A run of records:
--------------------------------

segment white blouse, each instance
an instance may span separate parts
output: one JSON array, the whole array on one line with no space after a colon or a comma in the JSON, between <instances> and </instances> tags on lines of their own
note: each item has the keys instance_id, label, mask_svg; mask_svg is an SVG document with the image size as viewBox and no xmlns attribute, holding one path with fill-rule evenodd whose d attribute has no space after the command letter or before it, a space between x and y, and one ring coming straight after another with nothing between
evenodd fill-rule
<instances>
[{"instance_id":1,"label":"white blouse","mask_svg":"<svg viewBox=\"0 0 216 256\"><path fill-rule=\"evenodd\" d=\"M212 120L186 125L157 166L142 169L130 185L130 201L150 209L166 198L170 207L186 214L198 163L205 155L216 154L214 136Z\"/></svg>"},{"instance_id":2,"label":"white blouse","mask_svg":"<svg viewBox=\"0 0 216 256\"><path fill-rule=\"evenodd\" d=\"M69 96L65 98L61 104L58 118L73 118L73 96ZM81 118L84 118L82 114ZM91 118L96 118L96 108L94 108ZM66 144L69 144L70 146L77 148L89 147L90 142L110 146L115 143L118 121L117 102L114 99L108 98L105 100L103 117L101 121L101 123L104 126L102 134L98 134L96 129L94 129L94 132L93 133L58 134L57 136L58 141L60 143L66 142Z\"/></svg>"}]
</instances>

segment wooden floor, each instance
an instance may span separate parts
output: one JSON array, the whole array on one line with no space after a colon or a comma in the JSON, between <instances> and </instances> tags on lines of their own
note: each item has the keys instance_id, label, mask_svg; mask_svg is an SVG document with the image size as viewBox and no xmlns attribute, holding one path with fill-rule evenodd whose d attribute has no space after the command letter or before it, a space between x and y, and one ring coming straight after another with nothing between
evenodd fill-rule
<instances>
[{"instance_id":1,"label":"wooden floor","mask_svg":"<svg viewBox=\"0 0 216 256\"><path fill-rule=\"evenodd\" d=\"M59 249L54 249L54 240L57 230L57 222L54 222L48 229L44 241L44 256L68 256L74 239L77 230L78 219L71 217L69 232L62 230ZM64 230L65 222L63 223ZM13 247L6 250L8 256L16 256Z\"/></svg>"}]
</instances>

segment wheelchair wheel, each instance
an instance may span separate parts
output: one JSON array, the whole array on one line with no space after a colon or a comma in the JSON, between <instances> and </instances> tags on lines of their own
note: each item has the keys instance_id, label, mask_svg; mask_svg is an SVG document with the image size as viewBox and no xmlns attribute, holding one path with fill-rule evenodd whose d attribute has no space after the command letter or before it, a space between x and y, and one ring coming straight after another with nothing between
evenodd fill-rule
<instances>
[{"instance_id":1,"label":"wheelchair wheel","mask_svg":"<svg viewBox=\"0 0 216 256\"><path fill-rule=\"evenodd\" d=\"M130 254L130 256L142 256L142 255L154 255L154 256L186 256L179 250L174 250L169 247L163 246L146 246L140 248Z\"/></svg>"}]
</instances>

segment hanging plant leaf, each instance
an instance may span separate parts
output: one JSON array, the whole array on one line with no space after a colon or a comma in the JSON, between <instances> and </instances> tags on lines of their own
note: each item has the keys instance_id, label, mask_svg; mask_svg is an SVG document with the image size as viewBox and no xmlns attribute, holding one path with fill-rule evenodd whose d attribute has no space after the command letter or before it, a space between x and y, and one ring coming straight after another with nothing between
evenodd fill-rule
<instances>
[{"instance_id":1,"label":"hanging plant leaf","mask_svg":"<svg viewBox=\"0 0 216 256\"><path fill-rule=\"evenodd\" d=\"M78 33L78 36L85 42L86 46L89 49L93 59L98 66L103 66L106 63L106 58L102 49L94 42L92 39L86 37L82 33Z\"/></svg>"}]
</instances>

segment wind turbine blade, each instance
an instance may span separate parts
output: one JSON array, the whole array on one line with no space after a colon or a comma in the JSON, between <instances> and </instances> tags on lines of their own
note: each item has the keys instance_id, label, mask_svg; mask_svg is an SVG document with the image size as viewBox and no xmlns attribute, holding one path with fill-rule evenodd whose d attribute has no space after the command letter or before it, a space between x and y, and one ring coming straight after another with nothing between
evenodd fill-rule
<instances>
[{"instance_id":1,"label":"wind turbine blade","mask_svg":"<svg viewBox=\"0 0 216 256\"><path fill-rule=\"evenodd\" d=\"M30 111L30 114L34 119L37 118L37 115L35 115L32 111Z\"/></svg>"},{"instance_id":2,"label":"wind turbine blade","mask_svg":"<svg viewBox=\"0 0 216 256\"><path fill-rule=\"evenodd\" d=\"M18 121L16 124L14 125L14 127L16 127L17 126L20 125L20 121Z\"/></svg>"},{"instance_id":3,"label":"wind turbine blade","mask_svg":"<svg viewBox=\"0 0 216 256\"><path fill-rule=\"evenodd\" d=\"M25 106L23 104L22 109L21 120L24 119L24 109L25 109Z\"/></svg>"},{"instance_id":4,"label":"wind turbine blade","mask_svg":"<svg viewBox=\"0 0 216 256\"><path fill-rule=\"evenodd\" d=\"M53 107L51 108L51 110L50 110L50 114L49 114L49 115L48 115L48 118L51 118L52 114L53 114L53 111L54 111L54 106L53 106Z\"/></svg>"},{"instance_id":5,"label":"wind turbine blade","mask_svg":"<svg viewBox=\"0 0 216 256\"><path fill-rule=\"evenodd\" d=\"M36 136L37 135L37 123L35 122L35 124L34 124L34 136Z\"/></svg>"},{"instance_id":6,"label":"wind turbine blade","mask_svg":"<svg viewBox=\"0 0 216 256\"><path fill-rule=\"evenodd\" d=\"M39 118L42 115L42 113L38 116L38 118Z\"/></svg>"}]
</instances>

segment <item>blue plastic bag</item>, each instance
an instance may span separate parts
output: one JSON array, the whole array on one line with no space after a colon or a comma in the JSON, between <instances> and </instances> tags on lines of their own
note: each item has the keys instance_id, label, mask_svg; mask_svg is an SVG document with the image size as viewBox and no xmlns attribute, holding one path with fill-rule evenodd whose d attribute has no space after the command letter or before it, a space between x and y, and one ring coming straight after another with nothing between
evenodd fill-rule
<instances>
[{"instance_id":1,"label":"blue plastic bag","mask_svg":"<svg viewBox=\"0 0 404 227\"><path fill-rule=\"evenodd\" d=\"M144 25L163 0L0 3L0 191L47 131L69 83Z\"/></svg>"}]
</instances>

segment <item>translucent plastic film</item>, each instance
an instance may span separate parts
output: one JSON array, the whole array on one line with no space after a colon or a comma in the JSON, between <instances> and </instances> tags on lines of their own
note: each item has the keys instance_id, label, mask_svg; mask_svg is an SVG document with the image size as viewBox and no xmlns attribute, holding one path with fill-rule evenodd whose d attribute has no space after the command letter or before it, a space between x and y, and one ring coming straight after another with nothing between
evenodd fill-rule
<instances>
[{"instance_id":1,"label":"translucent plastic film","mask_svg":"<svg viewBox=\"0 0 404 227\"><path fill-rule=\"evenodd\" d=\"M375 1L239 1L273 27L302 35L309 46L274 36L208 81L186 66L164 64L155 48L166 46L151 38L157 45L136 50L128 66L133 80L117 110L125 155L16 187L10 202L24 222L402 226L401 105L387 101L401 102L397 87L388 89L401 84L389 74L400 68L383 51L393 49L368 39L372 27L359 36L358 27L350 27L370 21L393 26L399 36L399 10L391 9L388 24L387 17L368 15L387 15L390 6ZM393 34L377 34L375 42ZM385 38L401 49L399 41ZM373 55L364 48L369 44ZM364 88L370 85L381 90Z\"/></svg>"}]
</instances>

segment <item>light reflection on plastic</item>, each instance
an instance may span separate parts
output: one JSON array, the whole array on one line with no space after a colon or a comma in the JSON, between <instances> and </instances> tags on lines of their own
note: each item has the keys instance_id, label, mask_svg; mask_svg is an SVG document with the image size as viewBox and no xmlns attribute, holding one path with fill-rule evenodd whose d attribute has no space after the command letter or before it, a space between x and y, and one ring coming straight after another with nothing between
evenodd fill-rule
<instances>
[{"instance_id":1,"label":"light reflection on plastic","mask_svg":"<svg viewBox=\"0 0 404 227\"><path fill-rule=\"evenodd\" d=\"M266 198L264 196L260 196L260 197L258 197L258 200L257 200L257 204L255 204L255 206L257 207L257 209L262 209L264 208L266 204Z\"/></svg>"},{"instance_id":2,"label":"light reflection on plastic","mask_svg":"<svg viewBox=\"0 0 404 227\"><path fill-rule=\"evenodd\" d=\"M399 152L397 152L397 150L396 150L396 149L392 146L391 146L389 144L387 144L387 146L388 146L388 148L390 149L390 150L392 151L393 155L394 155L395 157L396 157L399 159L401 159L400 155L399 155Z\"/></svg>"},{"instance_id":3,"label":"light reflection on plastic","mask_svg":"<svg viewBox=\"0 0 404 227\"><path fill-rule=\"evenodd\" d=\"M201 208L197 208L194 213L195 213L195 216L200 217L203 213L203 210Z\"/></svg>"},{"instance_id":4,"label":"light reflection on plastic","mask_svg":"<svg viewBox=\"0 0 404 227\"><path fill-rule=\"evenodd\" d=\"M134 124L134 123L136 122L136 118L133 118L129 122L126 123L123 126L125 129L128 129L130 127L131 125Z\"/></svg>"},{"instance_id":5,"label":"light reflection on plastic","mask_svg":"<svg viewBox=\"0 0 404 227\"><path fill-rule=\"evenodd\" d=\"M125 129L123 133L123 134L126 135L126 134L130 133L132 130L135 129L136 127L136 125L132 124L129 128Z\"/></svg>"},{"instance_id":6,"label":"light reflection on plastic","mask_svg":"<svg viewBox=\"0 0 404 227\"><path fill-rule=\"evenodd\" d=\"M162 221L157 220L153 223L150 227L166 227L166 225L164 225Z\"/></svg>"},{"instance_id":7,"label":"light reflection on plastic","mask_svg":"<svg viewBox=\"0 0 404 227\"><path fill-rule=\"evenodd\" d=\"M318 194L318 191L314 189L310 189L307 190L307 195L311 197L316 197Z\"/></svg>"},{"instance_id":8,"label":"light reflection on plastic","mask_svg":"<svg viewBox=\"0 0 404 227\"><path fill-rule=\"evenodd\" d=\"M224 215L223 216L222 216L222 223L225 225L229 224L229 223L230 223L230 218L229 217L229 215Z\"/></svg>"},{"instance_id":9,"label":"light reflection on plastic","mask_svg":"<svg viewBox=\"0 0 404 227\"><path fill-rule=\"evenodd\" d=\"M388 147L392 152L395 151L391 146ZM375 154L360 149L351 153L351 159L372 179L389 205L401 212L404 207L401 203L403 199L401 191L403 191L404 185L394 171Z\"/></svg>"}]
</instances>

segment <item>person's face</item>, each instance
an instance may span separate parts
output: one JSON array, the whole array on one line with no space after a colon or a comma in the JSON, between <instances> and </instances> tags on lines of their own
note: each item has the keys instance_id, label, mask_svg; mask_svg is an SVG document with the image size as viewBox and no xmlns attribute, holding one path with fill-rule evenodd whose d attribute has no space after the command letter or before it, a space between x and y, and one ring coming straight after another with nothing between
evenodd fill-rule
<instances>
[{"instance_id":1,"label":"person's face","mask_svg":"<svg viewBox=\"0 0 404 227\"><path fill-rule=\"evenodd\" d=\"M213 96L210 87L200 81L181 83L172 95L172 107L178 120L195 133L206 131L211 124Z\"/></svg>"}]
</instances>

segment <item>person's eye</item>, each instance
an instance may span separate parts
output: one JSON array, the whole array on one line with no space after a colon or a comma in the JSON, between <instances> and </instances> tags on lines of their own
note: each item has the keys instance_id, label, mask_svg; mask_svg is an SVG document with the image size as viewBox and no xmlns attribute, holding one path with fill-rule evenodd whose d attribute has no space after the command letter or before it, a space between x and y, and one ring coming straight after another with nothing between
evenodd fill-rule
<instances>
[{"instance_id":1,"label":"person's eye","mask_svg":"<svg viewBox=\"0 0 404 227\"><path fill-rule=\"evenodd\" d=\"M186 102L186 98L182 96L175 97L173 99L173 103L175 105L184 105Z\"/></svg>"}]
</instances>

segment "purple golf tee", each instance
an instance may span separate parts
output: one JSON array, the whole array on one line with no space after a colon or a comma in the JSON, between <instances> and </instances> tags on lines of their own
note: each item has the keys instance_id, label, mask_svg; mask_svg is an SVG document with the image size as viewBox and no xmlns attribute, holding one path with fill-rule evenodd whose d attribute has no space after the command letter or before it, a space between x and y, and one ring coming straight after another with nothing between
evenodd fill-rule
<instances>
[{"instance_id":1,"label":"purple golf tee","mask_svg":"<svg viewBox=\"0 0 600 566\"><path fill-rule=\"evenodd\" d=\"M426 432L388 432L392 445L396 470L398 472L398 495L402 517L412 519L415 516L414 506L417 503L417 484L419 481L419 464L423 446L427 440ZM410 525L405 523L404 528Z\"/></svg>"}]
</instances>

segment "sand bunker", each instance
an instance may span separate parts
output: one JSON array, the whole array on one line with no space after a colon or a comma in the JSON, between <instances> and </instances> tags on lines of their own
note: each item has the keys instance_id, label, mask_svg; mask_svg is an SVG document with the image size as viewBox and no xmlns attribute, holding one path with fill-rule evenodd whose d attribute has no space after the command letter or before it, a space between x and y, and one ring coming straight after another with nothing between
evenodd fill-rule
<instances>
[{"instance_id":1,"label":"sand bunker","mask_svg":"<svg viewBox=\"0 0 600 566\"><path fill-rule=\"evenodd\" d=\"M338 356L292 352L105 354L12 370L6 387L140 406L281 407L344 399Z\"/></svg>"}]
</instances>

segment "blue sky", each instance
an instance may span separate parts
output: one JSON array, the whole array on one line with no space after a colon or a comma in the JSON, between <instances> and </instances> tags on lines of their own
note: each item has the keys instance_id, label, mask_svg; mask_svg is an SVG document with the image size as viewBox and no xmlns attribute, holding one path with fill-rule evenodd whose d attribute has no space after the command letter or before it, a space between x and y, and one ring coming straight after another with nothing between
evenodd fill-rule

--------------------------------

▶ [YOUR INSTRUCTIONS] Collect every line of the entries above that contains the string "hanging". Matching is case-sensitive.

▶ [CORRECT ANSWER]
segment hanging plant leaf, each instance
[{"instance_id":1,"label":"hanging plant leaf","mask_svg":"<svg viewBox=\"0 0 216 256\"><path fill-rule=\"evenodd\" d=\"M78 33L78 36L85 42L86 46L89 49L93 59L98 66L103 66L106 63L106 58L102 49L94 42L92 39L86 37L82 33Z\"/></svg>"}]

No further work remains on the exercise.